WHAT IS EXPECTED: Pull out every line of the data below that contains the word "positive". Capital and small letters must match.

*****

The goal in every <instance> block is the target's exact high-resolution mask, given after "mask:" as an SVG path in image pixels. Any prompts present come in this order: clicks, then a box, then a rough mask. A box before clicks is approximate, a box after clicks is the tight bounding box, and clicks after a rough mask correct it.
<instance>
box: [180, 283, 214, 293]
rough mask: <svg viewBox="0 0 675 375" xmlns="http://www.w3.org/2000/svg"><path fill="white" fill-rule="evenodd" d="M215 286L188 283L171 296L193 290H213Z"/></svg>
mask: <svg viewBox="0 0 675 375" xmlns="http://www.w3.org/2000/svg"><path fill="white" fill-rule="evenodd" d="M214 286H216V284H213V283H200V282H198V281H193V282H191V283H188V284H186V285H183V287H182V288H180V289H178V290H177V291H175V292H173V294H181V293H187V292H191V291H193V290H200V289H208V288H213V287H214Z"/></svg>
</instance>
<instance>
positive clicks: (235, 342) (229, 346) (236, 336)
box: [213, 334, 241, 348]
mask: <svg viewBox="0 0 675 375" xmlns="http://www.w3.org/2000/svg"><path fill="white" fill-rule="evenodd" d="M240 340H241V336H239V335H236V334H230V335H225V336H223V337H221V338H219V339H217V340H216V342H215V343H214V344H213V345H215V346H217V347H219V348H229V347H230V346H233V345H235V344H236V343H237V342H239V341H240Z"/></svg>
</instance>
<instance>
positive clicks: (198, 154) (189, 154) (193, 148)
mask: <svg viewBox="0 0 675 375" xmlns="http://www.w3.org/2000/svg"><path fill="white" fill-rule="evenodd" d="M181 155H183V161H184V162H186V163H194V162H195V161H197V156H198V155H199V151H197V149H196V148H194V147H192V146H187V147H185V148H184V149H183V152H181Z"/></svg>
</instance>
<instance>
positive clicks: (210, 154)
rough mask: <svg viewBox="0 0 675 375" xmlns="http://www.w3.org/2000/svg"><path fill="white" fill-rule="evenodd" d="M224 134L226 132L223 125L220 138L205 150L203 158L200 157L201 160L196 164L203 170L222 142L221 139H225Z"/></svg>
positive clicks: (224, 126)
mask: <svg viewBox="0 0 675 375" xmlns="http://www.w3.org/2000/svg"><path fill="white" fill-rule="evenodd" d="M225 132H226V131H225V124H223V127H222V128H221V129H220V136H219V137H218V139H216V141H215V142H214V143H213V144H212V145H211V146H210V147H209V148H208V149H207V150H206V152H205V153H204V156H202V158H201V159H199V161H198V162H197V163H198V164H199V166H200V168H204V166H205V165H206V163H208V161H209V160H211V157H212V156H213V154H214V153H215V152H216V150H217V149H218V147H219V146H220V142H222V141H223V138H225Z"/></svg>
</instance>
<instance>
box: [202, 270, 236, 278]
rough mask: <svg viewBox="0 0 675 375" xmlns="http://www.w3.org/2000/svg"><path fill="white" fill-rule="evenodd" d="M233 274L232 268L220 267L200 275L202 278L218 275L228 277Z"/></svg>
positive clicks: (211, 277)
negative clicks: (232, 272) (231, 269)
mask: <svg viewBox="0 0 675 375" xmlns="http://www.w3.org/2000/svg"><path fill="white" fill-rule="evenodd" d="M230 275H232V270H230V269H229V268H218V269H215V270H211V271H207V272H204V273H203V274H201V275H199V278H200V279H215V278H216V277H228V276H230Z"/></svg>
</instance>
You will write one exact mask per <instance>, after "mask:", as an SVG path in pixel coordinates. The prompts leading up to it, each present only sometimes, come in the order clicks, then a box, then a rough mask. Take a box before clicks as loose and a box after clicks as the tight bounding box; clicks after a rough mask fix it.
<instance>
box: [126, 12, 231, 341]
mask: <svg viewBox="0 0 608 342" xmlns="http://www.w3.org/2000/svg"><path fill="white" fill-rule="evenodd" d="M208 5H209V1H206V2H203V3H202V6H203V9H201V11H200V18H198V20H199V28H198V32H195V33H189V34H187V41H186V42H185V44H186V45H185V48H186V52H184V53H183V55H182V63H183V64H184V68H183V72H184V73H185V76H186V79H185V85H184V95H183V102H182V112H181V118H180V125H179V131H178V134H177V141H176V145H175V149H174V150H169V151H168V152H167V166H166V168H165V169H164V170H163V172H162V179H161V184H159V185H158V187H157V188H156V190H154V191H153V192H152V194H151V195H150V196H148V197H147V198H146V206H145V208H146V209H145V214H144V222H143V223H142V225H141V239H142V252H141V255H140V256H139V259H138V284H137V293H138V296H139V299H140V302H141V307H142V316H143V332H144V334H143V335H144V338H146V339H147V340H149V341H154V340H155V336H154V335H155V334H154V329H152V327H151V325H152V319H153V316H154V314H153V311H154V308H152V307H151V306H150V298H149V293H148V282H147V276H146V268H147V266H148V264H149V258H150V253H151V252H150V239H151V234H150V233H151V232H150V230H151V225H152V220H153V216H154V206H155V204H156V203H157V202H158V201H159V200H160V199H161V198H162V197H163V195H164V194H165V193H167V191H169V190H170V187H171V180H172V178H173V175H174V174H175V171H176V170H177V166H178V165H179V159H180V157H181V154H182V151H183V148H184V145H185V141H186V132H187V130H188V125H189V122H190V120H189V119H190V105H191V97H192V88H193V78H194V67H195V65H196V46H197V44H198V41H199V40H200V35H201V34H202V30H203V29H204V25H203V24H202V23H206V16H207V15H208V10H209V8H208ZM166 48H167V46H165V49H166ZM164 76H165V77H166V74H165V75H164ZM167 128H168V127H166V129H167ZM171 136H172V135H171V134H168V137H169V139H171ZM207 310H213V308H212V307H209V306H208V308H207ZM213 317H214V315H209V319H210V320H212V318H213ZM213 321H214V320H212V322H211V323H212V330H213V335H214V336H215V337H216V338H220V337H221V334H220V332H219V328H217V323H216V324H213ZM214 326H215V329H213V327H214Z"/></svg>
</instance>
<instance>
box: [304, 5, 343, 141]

*****

ANSWER FOR THIS EXERCISE:
positive clicks: (235, 342) (229, 346) (236, 336)
positive clicks: (198, 154) (189, 154) (193, 148)
positive clicks: (210, 154)
positive clicks: (224, 126)
positive clicks: (211, 277)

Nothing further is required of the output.